### WORK INSTRUCTION:
Begin at the line that contains "indicate the dry grass with a point" and repeat every line from there to the end of the records below, inclusive, without adding any other line.

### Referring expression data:
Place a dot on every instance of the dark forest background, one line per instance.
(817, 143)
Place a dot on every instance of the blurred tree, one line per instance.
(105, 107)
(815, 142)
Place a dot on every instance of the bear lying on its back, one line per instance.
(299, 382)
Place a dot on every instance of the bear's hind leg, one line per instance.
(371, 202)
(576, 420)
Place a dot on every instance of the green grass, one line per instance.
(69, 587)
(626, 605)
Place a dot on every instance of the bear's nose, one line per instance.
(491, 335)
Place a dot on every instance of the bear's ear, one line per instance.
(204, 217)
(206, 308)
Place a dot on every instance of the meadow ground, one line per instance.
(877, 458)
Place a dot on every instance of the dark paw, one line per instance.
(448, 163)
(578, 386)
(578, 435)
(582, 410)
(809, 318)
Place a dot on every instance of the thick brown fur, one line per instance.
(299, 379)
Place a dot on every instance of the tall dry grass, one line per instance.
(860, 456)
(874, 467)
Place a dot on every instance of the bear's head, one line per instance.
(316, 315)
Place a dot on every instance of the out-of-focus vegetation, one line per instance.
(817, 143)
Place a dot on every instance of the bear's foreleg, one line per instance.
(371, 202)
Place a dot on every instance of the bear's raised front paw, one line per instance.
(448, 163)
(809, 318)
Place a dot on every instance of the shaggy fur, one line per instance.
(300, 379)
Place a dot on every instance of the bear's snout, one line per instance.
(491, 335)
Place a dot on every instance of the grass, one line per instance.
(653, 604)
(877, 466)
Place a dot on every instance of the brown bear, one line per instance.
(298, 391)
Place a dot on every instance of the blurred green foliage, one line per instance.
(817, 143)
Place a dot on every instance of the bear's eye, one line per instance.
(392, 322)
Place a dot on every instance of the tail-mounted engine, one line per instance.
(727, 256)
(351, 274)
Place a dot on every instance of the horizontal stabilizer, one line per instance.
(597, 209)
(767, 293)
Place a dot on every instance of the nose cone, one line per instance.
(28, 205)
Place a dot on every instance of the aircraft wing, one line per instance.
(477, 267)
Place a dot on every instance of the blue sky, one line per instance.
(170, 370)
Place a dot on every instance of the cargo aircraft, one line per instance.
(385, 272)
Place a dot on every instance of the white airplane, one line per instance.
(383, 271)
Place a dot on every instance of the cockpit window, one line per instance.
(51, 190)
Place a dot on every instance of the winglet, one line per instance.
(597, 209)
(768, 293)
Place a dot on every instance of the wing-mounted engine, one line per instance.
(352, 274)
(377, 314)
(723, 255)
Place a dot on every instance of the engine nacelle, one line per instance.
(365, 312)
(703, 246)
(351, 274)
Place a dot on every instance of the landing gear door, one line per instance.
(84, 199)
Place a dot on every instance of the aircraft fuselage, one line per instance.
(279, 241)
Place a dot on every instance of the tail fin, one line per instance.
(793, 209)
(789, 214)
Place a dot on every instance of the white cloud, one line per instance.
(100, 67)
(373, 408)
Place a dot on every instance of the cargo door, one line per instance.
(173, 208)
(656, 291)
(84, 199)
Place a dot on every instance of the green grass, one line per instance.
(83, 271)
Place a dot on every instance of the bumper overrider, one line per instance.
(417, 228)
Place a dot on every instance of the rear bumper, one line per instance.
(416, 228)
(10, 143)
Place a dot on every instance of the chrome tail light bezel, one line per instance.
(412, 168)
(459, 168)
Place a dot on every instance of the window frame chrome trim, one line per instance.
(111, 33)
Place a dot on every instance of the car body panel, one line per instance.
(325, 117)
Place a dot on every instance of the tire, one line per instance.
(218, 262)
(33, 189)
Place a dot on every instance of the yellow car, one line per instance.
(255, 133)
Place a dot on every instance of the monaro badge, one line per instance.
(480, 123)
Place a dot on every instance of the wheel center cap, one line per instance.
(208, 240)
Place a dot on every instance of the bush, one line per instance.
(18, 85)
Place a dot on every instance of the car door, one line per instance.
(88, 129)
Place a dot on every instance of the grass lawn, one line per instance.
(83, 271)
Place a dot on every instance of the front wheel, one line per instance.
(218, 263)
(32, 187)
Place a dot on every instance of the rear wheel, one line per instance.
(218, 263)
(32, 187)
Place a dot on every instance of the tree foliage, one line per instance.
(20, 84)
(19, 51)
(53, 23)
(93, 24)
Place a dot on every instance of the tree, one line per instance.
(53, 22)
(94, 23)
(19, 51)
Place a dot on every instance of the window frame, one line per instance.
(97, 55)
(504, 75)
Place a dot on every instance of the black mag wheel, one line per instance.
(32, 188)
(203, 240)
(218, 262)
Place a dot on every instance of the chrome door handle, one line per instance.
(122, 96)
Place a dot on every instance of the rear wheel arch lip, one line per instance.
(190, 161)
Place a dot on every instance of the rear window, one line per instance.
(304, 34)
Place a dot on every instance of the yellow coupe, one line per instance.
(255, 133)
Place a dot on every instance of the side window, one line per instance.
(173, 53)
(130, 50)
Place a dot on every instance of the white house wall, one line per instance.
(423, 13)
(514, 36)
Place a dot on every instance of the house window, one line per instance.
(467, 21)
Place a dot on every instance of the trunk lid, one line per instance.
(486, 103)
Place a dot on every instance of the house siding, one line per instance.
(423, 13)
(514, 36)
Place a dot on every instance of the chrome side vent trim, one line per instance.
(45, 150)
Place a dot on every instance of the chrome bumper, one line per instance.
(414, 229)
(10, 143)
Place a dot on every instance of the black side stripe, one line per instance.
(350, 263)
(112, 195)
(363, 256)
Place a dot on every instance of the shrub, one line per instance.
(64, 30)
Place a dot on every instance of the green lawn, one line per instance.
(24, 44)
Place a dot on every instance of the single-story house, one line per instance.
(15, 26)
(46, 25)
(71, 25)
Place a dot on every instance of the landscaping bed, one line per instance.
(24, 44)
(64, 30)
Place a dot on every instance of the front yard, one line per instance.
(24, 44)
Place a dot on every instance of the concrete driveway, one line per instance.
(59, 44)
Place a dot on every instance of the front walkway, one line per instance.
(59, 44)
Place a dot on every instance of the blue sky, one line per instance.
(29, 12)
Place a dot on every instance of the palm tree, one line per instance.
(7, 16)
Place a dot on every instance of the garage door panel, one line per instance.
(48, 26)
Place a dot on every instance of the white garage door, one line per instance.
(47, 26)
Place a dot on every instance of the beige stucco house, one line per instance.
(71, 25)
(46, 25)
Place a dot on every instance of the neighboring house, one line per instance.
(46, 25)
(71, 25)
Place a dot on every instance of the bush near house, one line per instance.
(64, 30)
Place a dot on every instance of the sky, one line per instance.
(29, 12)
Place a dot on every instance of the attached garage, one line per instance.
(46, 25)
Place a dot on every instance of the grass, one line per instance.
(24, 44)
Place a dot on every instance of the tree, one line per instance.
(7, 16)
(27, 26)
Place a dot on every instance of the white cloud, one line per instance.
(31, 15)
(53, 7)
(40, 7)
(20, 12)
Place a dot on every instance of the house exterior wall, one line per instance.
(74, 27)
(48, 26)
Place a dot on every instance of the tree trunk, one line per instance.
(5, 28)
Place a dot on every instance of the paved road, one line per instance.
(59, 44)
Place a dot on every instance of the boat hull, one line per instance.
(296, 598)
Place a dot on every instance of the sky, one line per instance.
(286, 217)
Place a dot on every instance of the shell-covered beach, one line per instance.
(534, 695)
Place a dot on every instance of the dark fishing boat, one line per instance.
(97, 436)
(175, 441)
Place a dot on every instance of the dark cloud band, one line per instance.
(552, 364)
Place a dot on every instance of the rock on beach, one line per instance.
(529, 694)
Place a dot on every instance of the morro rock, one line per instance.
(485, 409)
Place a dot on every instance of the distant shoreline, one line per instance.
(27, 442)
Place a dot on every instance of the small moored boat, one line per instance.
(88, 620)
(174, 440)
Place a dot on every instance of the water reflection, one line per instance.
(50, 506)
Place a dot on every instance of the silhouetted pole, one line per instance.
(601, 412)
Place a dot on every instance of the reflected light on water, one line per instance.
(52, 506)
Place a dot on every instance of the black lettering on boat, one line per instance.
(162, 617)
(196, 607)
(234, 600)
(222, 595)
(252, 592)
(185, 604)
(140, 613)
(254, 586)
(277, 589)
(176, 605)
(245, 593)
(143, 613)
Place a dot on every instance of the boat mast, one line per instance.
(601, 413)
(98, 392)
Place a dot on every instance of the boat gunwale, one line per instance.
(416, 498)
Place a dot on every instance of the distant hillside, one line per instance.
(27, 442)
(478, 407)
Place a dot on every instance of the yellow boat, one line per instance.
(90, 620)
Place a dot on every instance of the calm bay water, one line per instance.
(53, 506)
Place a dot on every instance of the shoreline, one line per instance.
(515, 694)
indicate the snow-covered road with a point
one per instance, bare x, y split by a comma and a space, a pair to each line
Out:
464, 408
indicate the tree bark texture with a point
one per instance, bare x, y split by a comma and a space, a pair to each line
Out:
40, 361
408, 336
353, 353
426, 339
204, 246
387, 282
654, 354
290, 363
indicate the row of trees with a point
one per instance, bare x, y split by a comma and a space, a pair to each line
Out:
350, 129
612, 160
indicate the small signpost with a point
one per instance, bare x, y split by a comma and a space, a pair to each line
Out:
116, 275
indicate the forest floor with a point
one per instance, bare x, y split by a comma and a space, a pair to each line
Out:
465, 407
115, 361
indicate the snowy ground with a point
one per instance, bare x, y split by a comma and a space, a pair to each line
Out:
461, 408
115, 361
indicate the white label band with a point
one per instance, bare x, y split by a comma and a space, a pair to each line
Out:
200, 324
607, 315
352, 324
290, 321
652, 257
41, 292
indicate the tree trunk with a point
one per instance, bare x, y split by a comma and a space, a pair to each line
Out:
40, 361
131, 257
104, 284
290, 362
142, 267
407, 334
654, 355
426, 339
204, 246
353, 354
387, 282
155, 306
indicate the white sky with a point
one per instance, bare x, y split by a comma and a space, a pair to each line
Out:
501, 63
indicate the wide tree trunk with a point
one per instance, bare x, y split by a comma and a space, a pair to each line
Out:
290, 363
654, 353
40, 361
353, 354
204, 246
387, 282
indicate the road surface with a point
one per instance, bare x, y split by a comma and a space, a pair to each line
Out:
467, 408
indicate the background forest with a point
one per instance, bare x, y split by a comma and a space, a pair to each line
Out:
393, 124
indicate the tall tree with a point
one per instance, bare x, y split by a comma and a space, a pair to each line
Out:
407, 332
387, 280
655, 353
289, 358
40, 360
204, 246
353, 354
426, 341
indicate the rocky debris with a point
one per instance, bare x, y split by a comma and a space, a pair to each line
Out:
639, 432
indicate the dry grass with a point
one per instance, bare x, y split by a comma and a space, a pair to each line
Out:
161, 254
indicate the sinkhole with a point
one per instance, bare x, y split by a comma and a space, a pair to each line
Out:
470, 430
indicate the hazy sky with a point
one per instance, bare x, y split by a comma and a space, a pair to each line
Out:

### WRITTEN RESPONSE:
indicate the dry grass with a point
one per instance, bare x, y split by a comma and a space, a pair to each line
Out:
161, 254
indicate the sinkhole with a point
one per instance, bare x, y split by a comma and a space, a pair to each line
Out:
470, 430
indicate the hazy sky with a point
one per instance, bare x, y split by a comma and a space, a pair to each line
Out:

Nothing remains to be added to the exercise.